◆ Given text:
AMATI, Scipione. Historia del regno di Voxu del Giapone, dell, antichita, nobilta, e valore del suo re Idate Masamune... Rome, Giacomo Mascardi, 1615.

4to. [21.6 x 15.7 cm], (8) ff., 76 pp. Bound in later cartonnage. Some minor wear and minimal damage at extremity of several leaves; pages lightly foxed throughout, but nonetheless a good, unsophisticated copy.

$28,500

Very rare FIRST EDITION of this critical source for THE SECOND JAPANESE MISSION TO EUROPE of 1614, a Franciscan public relations event that sought to repeat the success of the first mission of 1585, which had been brilliantly engineered by their rivals the Jesuits, and to inspire financial and political support. The number of publications produced by the Franciscans concerning Japan is small compared to those by Jesuits. Although the results of the embassy for the mission back in Japan were negligible, the trip nonetheless deserves an important place in the history of East-West exchange.

The embassy was masterminded by the Franciscan missionary Luis Sotelo (1574-1624), active in Japan since 1603. In 1613, when persecution of all Christians began to increase in Japan, he was thrown into jail in Edo, slated for martyrdom. The intervention of the daimyo of Oshu, Date Masamune, an ally of the Tokagawas in Northern Japan, prevented this, and an embassy to Europe was soonafter envisioned. The embassy set out in October of 1613 with the daimyo's representative and a large retinue of Japanese merchants and attendants (roughly 68 persons according to Lach). After stops in Manila and Acapulco, the embassy proceeded to Mexico City; roughly half of the original party disembarked there, with the remainder arriving in Seville in October of 1614.

◆ Data entries:
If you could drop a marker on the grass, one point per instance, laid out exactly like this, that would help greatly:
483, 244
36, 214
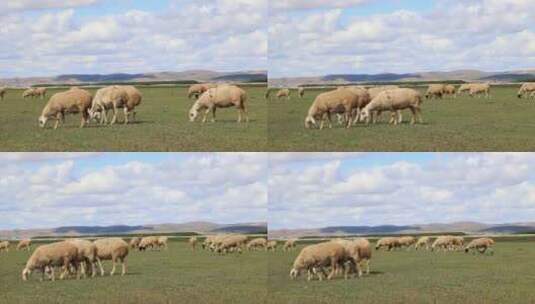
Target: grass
163, 125
503, 123
176, 275
417, 277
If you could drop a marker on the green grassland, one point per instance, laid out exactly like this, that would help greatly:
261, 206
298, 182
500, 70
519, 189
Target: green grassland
503, 123
162, 125
176, 275
403, 276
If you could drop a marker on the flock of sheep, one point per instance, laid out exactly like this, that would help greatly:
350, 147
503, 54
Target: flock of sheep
353, 104
339, 256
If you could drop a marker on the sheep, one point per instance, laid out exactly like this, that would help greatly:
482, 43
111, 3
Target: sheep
480, 88
46, 257
406, 241
71, 101
162, 242
220, 97
289, 244
134, 242
111, 97
256, 243
4, 246
395, 100
284, 93
313, 258
525, 89
387, 242
423, 241
114, 249
301, 92
435, 91
193, 242
481, 245
271, 245
25, 244
87, 255
340, 101
197, 90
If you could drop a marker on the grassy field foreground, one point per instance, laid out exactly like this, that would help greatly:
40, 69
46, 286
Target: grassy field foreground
508, 276
176, 275
163, 125
503, 123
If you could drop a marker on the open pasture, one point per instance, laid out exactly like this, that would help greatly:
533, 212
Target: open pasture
162, 124
176, 275
502, 123
413, 276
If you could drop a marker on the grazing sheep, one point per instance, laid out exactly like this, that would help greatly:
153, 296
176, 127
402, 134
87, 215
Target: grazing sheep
271, 245
477, 89
114, 249
4, 246
395, 100
109, 98
46, 257
423, 241
25, 244
481, 245
87, 256
301, 92
72, 101
289, 244
256, 243
197, 90
313, 258
284, 93
162, 242
388, 242
220, 97
435, 91
134, 242
340, 101
526, 89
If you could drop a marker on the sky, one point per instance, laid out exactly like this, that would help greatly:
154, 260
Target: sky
337, 189
53, 37
315, 38
47, 190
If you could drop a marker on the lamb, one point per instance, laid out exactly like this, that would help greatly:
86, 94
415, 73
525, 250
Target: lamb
271, 245
256, 243
134, 242
341, 101
87, 255
395, 100
111, 97
114, 249
71, 101
525, 89
25, 244
481, 245
387, 242
301, 92
313, 258
284, 93
220, 97
46, 257
423, 241
193, 242
289, 244
197, 90
435, 91
4, 246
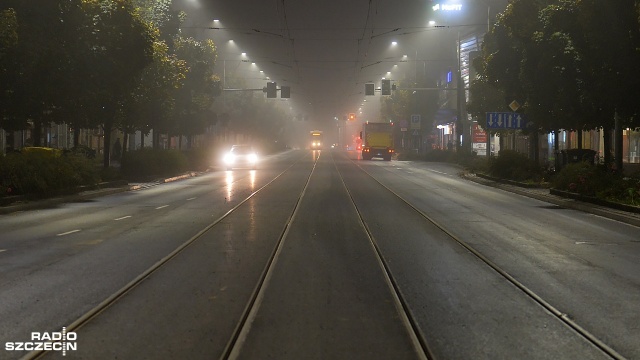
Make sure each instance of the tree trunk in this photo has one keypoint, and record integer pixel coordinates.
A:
(617, 143)
(107, 144)
(125, 146)
(556, 150)
(36, 133)
(76, 136)
(579, 138)
(606, 132)
(534, 152)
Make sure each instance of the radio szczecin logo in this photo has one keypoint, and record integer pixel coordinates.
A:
(44, 341)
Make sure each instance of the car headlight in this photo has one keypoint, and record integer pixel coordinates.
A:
(229, 159)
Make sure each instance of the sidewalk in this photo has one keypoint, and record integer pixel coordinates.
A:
(544, 194)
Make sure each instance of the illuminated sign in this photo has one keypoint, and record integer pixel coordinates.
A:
(447, 7)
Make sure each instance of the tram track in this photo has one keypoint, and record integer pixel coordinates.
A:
(561, 316)
(243, 326)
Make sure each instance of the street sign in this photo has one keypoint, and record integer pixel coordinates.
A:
(505, 120)
(415, 121)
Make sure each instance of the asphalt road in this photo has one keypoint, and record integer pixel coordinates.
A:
(319, 255)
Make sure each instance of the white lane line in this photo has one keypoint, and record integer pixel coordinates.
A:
(68, 232)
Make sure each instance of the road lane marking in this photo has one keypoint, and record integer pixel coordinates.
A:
(68, 232)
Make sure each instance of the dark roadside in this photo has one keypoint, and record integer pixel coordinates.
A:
(623, 213)
(24, 203)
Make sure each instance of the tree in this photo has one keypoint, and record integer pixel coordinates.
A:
(194, 99)
(122, 47)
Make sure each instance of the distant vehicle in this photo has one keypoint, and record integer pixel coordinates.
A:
(316, 140)
(241, 156)
(377, 141)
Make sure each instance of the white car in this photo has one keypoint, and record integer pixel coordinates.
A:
(241, 156)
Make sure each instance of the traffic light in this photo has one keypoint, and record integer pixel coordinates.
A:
(272, 91)
(285, 92)
(386, 87)
(369, 89)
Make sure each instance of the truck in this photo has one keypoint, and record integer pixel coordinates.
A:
(315, 141)
(377, 141)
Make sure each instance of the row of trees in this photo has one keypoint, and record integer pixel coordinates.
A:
(572, 64)
(115, 64)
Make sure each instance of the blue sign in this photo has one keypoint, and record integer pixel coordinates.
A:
(505, 120)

◆ Instruction 1:
Display every line of the listing that contains the word "sheep".
◆ Instruction 2:
Supply what follows in the description of the second Japanese mission to Europe, beginning after its final sentence.
The catalog description and the listing come from unrelated sources.

◆ Expected answer 1:
If you could drop a marker on the flock of sheep, one point per instance, laid out exactly like this, that would help greatly:
Target: flock of sheep
If you could drop a marker on the sheep, one point per instance, laid out exactly like this, that would help greatly:
Target: sheep
If you could drop a marker on the grazing sheep, one point per instance, laid out exactly like this, that would help greatly:
Target: grazing sheep

◆ Expected answer 2:
"Shortly after their arrival a brief Relacion was published which purported to summarize an edict by Date establishing the Christian faith in 'all of his kingdom' and ordering the dispatch of his ambassador to Spain in the company of Sotelo, a native Sevillian. The ambassador presented a letter from Date to the city as well as token gifts of a sword and a poniard. In the letter, Date indicated his desire to introduce Christianity to his realm and asked for shipbuilders and pilots to be sent to him who might help establish an annual voyage between Seville and Sendai, his major port. Once the welcoming festivities ended, the embassy hurried on to Madrid and a reception by Philip III on Dec. 20, 1614. From Date the king received a letter, similar in content to the letter addressed to Seville, five Japanese utensils as gifts, and proposed articles of agreement as the basis for a treaty. Philip's reaction to the proposal for a treaty of perpetual friendship was a polite refusal to commit himself. While the embassy toured in Italy during 1615-16, news began reaching Spain about the renewal in 1612-14 of the attacks upon Christianity in Japan" (Lach, Asia, III.1.331-32).

The present work gives an account of all of the events described above, along with a general introduction to the region, and includes the text of the ruler's edicts and letters in Italian and Latin (pp. 33-34, 65-66), the text of an oration made by a Franciscan during the papal presentation, as well as the text of the official papal response.

OCLC records three American copies: NYPL, the Bell Library and University of Washington. We find no record for another copy of this work in first edition on the market in many years, though the German translation published two years later (1617) has surfaced recently.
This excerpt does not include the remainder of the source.